__WHAT IS NEEDED__.
Check each line of the listing below for "field" and state how many lines contain it, with no other words.

START WORKING DATA

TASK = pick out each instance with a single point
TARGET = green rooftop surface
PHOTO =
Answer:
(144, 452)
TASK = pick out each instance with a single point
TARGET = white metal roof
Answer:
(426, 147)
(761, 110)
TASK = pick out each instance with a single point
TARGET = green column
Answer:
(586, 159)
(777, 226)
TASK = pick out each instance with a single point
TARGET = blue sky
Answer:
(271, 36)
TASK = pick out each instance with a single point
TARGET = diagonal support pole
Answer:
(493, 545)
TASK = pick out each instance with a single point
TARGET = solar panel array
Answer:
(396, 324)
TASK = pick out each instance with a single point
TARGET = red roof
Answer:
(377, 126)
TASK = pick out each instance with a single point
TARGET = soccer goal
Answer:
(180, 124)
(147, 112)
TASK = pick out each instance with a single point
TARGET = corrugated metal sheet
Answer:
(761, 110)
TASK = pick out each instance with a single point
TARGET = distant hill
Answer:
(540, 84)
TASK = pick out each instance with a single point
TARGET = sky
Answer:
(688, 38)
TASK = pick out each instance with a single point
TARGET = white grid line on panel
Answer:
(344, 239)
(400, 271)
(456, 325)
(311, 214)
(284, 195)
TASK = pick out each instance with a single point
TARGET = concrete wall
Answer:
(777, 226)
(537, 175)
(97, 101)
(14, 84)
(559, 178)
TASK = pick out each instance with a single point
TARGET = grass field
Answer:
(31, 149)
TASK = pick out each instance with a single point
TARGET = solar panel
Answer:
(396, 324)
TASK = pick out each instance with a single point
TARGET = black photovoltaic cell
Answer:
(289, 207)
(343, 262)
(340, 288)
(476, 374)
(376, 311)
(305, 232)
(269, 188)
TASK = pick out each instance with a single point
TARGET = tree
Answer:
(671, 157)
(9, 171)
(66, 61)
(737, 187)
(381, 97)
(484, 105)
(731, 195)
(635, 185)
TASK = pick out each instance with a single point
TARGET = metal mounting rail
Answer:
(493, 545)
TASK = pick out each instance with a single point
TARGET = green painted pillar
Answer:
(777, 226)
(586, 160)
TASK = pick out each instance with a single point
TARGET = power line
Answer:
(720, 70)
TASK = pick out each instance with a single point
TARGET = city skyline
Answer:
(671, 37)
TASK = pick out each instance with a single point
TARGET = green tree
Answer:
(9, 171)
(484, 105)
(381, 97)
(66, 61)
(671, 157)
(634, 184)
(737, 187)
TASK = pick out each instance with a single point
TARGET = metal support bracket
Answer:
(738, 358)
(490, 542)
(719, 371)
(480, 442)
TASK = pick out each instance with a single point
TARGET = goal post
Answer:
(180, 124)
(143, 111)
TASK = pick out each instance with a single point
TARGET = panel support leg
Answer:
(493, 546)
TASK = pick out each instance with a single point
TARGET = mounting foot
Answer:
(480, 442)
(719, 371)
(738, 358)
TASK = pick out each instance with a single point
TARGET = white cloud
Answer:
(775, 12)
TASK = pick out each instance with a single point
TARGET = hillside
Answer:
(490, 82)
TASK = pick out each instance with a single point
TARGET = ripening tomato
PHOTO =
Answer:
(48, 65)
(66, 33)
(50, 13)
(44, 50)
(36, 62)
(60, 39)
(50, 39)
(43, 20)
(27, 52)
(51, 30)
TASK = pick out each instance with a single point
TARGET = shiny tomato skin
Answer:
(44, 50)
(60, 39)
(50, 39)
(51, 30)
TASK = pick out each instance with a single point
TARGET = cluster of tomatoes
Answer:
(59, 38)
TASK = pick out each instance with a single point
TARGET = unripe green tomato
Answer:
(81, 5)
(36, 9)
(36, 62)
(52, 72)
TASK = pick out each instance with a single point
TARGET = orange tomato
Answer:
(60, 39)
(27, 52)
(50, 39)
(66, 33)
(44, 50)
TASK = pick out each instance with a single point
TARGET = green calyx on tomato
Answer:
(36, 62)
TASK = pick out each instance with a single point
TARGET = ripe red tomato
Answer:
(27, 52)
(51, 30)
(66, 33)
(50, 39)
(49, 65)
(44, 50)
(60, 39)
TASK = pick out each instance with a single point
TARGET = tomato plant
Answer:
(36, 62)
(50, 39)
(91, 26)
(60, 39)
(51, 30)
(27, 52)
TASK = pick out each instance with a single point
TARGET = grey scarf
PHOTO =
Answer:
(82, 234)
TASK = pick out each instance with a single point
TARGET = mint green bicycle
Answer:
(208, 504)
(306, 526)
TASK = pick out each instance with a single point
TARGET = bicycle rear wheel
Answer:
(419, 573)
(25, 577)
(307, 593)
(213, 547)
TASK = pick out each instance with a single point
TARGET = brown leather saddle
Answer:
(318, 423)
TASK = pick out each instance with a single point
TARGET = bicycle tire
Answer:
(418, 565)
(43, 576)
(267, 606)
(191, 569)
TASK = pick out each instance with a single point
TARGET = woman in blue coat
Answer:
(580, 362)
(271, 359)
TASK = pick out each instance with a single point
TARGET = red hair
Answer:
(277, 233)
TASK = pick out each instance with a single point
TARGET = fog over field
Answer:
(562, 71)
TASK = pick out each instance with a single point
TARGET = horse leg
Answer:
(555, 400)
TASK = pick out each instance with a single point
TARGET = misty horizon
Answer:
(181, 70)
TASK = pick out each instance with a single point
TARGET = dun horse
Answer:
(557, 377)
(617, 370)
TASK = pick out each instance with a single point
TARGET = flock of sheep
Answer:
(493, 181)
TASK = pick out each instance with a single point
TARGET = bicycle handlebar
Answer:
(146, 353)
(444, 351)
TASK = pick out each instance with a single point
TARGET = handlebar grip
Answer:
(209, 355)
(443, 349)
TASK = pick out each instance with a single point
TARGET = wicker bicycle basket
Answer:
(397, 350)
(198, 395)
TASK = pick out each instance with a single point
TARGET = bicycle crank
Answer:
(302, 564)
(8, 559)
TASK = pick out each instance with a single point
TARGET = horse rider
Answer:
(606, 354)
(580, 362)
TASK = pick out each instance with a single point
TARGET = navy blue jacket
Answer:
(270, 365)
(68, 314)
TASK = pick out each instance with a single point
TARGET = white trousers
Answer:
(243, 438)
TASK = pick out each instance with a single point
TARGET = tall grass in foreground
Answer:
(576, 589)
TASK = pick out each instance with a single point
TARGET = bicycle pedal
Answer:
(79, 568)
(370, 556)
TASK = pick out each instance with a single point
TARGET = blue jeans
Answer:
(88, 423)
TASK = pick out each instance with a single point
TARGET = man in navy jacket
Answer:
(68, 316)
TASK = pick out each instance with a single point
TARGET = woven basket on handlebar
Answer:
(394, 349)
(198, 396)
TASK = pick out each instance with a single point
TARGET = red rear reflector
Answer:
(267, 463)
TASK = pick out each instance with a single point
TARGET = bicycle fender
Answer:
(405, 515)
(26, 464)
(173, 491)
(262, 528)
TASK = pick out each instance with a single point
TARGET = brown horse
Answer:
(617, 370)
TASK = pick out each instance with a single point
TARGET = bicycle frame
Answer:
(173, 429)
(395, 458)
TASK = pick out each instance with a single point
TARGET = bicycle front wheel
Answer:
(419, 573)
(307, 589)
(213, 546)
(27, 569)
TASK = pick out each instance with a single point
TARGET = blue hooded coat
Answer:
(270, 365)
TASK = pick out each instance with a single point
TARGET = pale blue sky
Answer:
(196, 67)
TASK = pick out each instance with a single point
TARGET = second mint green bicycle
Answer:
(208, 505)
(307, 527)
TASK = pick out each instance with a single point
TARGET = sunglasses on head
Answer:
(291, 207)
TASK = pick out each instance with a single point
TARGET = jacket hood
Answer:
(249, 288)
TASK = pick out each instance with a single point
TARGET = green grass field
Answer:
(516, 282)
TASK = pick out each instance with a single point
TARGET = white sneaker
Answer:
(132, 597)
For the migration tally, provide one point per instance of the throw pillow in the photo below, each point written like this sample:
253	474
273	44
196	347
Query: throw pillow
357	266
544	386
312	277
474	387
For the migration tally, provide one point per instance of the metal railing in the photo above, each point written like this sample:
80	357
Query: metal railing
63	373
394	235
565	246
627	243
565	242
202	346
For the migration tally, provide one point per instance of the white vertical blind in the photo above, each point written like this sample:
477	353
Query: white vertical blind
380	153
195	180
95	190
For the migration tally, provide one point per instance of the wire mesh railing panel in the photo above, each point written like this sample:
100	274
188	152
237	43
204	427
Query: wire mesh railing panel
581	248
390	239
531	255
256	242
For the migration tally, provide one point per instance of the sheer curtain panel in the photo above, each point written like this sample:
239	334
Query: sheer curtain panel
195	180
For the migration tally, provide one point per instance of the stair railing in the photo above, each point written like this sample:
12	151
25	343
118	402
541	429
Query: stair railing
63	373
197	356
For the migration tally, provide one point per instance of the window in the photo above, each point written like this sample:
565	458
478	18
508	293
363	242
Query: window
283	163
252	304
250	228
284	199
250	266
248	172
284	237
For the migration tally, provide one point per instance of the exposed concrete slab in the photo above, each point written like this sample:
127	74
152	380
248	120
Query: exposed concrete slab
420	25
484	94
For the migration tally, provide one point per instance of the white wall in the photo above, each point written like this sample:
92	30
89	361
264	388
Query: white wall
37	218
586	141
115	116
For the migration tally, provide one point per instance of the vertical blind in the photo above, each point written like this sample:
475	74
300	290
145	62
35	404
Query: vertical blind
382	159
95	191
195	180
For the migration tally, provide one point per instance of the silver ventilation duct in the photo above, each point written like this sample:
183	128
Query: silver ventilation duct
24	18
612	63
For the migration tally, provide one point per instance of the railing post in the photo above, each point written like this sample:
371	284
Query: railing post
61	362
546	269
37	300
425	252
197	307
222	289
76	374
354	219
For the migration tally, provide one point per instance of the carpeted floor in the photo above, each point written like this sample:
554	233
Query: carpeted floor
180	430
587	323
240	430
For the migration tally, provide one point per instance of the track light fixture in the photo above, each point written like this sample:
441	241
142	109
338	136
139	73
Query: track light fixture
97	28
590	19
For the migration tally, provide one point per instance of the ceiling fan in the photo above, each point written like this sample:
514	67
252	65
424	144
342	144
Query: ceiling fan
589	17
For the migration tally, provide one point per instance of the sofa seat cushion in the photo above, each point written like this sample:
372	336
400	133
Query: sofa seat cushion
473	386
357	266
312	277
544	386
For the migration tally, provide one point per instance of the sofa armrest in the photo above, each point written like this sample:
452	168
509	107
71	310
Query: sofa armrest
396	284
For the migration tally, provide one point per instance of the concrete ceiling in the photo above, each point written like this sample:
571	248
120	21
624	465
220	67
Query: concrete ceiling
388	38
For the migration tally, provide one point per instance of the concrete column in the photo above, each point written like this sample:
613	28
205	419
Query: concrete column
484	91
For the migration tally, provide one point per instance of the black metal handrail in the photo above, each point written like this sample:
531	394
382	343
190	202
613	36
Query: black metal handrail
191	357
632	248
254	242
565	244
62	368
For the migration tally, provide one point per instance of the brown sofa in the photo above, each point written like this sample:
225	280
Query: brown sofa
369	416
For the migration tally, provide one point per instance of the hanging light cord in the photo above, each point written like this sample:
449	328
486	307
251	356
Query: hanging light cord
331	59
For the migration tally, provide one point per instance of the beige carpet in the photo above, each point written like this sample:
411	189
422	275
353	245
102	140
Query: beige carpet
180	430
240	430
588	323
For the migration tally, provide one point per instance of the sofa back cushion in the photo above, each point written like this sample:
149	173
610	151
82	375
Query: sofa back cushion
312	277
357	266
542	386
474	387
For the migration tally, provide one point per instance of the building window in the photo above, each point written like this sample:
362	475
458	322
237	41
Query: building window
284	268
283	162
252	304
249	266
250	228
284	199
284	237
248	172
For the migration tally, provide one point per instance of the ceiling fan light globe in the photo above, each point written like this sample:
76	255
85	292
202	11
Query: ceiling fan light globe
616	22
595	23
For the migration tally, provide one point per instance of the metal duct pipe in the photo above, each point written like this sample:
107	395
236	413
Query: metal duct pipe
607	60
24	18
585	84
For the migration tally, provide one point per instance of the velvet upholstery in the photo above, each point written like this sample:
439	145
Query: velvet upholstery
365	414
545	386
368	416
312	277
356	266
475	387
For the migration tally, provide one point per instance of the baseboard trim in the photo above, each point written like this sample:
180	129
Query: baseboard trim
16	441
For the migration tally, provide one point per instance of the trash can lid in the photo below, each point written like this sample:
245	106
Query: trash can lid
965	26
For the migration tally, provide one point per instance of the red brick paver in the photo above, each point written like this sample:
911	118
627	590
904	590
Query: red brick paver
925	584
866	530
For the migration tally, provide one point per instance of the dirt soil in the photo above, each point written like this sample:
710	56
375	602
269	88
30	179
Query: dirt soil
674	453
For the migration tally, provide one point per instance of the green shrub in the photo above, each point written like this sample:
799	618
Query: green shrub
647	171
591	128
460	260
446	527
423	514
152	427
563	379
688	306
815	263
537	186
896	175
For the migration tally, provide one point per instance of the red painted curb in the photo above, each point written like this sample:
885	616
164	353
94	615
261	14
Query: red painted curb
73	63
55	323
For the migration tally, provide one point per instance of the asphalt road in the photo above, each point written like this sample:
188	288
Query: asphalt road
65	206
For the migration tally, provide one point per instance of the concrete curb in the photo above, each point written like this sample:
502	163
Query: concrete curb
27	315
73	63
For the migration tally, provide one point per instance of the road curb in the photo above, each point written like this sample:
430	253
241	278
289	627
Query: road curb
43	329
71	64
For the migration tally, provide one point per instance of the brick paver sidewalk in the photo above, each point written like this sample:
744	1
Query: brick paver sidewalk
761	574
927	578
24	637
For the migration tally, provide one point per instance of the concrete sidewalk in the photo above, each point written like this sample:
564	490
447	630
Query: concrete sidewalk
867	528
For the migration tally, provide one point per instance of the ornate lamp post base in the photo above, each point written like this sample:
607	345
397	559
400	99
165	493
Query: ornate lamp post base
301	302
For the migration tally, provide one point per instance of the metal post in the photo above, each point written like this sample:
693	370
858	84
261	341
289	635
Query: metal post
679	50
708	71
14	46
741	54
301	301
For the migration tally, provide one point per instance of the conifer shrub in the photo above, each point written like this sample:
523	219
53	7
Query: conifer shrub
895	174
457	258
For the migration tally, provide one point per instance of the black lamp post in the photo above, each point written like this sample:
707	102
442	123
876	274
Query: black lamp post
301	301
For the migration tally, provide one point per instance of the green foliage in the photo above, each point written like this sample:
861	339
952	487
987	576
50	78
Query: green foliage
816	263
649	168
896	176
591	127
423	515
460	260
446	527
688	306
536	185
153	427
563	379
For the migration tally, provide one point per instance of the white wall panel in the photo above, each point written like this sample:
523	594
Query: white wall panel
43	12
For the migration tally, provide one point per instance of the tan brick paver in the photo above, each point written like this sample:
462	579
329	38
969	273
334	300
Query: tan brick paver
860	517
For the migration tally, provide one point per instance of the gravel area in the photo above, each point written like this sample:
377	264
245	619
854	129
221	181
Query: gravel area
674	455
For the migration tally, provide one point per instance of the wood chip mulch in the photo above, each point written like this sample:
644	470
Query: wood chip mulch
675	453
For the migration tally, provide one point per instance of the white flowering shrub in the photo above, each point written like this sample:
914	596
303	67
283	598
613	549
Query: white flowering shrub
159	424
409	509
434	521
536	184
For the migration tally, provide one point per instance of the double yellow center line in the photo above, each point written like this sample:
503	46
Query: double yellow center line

END WORKING DATA

__SOLVED EXERCISE__.
3